BEGIN Given text

Finally, I think you would like some of Steve Strogatz's lectures, particularly on dynamic systems. He does a lot of applied math.

 

[zenterix]

That doesn’t mean calculus is irrelevant to it.

The only person who used the word irrelevant in this entire thread is you. I never said anything is irrelevant.

You are defensively aggressive and have your mind set on combating a particular set of ideas that you yourself created. This is a very non-constructive approach.

you asked for what branches were fundamental

Actually I did not ask this at all.

I asked

@Orodruin What is the branch of mathematics (or more practically, the typical math course) where one learns about the underlying foundations of differential equations?

and I also then asked

What course has the pure math foundations for differential equations?

and also

My question was about how I might study differential equations at the level of an analysis course. In particular, what would such a course be called?

END Given text
BEGIN Material provided

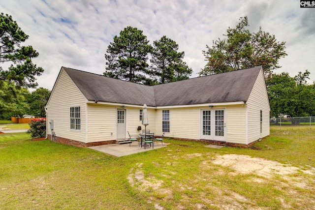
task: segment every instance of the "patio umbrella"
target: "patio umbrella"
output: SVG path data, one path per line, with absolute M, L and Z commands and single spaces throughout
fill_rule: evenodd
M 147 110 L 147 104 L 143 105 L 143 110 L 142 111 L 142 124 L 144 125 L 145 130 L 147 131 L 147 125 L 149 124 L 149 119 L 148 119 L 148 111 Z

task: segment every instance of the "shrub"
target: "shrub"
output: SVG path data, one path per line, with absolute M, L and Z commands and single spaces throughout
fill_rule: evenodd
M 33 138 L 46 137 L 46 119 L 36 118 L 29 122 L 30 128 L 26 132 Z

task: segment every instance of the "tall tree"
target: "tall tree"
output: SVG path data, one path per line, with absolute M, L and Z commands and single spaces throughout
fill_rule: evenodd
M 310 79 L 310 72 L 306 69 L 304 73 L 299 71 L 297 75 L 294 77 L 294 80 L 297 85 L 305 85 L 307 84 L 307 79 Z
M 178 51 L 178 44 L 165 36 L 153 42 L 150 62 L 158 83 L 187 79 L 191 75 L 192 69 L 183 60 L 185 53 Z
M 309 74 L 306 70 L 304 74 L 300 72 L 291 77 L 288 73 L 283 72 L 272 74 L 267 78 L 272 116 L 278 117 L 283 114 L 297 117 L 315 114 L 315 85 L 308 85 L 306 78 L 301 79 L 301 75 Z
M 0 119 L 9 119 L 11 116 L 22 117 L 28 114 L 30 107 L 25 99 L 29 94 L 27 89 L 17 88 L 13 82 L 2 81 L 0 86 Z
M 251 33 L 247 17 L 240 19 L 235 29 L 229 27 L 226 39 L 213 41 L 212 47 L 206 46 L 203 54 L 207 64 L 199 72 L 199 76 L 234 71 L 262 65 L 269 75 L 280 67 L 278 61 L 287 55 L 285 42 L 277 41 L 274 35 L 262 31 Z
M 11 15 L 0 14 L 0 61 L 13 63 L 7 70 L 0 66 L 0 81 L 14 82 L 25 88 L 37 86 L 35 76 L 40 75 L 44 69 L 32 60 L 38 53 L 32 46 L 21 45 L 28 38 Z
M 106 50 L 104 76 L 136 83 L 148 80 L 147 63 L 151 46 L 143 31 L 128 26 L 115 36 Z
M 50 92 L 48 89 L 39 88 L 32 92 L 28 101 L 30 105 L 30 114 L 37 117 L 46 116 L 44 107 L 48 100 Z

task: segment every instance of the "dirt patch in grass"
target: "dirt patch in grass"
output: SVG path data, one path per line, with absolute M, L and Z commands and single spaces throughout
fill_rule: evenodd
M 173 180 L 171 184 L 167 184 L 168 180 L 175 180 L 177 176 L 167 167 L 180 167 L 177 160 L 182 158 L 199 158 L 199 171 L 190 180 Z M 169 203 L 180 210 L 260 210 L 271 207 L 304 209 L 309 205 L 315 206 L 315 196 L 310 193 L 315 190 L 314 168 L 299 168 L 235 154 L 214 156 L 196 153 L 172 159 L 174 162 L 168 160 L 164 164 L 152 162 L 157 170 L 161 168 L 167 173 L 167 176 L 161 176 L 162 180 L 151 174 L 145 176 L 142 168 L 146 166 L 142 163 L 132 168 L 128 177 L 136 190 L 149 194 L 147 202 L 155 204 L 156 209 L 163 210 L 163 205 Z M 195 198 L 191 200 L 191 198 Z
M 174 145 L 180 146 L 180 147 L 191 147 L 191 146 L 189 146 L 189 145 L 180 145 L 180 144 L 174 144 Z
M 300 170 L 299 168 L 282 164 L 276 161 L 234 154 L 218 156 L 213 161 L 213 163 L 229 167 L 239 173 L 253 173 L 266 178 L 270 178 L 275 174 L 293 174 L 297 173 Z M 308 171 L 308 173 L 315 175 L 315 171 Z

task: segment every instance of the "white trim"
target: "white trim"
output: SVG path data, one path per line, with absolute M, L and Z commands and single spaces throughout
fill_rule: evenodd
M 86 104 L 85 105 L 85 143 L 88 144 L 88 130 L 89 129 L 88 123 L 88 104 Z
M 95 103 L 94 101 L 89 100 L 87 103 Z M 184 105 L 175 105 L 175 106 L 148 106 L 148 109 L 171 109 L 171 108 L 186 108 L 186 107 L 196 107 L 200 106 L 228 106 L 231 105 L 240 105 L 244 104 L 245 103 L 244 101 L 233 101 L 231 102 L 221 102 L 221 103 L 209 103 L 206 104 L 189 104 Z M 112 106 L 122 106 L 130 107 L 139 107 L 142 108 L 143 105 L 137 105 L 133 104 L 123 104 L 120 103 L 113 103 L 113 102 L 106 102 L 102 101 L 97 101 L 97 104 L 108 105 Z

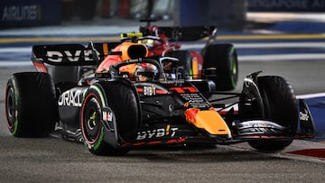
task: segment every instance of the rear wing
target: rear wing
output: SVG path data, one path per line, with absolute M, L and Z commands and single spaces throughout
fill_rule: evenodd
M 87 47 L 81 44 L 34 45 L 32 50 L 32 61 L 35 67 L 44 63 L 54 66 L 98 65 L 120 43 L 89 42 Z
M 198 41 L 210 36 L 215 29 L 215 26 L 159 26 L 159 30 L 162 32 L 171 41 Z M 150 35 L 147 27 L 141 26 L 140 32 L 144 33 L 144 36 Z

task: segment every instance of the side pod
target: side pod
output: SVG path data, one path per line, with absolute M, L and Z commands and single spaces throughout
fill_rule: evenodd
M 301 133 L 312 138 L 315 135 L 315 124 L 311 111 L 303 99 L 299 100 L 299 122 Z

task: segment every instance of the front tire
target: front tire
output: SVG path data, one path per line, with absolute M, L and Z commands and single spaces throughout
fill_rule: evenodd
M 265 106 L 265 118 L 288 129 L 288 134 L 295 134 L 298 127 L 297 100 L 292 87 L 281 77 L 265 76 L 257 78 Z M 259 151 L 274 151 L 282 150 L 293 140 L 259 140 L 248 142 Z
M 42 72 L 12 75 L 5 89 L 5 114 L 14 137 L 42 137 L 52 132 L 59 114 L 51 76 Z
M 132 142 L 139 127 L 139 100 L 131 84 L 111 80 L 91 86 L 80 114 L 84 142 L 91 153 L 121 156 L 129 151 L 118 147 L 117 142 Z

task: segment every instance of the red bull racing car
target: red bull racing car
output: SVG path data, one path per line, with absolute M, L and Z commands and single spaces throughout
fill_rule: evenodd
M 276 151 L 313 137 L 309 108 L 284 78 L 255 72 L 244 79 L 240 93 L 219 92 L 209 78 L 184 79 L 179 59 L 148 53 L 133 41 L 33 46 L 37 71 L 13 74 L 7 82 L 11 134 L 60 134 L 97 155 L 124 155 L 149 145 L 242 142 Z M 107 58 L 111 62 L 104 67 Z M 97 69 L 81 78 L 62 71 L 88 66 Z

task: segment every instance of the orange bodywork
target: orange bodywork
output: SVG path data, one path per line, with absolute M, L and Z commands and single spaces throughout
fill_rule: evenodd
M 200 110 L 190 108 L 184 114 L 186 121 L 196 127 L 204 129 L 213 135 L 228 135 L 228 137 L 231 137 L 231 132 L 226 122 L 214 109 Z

END Material provided
BEGIN Material provided

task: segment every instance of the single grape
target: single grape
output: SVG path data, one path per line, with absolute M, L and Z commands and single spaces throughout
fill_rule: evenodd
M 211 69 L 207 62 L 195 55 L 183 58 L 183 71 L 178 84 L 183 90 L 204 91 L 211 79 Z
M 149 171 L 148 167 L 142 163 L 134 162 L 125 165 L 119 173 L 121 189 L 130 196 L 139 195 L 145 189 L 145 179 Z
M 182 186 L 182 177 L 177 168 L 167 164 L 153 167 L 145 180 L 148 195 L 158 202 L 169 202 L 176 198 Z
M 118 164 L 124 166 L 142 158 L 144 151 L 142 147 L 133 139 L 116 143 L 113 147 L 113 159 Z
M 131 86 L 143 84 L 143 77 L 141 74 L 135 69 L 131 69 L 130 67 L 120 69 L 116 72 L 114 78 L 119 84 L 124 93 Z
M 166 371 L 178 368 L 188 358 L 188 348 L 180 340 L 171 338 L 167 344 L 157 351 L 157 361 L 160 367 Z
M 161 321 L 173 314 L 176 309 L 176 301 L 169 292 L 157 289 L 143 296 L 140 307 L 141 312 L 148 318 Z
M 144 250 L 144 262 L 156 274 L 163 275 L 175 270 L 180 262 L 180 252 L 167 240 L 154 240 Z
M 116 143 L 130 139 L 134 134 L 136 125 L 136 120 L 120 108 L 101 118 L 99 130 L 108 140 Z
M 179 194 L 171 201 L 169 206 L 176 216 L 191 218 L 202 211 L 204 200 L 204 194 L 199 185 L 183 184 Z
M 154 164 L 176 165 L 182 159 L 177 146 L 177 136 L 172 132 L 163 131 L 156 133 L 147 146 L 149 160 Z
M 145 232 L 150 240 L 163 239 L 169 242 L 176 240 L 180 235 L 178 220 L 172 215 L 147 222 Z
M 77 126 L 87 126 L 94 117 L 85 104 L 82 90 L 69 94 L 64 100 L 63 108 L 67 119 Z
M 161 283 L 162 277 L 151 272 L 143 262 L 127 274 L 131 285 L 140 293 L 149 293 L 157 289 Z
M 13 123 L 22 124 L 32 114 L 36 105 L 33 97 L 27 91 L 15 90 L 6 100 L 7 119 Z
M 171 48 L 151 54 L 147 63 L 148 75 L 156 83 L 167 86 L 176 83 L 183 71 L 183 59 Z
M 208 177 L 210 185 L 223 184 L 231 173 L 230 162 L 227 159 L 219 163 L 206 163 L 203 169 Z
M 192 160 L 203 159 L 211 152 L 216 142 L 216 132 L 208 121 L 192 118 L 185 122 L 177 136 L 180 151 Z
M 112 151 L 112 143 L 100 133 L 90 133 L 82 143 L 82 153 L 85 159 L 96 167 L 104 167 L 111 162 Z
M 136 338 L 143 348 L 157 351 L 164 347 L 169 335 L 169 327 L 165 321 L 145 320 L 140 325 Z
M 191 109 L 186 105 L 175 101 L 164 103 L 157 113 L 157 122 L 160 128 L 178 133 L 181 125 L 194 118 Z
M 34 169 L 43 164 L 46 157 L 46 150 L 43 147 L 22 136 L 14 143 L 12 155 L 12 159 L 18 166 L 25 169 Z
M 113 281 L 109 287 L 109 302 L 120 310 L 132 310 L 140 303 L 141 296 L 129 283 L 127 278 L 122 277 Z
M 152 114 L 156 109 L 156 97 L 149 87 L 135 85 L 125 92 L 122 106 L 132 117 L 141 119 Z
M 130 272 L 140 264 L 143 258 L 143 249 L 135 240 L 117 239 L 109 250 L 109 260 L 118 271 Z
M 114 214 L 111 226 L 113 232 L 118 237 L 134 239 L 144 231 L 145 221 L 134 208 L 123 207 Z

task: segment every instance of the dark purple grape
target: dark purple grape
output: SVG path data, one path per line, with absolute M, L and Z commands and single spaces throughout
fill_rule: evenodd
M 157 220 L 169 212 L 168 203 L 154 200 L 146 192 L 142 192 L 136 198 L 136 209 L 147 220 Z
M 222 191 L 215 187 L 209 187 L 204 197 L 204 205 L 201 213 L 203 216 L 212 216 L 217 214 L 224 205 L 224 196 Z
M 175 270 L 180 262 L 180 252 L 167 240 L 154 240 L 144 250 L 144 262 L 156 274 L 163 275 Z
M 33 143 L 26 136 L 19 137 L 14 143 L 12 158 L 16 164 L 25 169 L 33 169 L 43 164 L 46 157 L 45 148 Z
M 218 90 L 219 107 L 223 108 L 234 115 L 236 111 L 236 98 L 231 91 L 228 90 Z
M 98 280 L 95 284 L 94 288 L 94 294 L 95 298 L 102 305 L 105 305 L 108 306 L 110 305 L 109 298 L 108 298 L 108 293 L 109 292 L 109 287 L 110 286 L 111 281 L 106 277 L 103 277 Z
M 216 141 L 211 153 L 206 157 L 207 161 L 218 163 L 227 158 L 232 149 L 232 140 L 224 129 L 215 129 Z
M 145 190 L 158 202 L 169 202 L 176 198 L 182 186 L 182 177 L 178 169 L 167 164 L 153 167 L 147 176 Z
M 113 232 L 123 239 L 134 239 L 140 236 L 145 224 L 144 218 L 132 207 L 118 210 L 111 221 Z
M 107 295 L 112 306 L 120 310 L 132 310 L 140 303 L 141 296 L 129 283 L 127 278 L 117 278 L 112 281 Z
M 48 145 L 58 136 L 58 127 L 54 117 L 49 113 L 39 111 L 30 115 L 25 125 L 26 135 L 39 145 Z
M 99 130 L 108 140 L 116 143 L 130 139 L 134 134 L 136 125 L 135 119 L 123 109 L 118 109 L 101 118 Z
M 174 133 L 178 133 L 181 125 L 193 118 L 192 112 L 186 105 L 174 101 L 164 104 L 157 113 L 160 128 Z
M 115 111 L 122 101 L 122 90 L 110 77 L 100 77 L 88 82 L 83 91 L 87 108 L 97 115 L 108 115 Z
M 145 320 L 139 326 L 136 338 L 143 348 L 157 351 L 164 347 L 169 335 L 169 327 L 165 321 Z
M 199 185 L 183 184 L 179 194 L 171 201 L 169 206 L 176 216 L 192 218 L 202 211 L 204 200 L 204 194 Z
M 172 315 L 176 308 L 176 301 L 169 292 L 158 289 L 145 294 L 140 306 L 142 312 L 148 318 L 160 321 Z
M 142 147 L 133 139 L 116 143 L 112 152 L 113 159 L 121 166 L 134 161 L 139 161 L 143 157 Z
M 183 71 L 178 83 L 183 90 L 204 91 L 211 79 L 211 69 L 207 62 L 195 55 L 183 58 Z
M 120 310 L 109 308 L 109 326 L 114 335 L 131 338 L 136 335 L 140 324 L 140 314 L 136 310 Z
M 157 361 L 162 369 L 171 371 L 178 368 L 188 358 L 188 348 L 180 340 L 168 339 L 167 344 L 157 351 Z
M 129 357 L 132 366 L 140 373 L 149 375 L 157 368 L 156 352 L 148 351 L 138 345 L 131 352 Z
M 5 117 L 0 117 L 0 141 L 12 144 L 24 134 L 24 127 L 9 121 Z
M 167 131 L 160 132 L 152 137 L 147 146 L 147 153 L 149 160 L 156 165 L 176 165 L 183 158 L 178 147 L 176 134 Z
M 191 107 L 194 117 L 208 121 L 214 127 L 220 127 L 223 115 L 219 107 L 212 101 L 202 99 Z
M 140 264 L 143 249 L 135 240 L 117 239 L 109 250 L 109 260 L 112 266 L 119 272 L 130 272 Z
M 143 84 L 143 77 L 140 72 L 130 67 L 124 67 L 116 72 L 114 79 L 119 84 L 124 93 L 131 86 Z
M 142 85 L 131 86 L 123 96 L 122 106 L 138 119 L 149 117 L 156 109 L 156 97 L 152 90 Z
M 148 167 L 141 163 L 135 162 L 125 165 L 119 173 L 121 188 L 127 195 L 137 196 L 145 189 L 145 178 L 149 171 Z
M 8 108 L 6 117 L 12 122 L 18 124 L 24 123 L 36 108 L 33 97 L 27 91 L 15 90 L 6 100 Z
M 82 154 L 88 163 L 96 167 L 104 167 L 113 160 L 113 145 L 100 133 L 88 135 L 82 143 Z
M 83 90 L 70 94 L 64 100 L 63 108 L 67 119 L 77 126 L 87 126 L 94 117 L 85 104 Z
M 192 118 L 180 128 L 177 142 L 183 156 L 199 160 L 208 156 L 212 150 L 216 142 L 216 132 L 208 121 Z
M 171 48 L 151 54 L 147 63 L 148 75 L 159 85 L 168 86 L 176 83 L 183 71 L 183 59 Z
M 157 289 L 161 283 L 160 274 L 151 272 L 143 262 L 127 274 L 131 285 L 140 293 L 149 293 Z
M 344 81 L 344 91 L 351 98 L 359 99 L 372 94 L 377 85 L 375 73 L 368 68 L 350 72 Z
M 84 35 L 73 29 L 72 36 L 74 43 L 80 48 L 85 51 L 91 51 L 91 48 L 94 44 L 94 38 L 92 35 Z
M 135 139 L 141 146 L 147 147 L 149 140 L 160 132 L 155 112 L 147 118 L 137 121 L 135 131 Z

END Material provided

- [Exercise brief]
In the forum thread, whose lectures on dynamic systems are recommended? These items have no connection to the forum thread.

- [Solution to this exercise]
Steve Strogatz's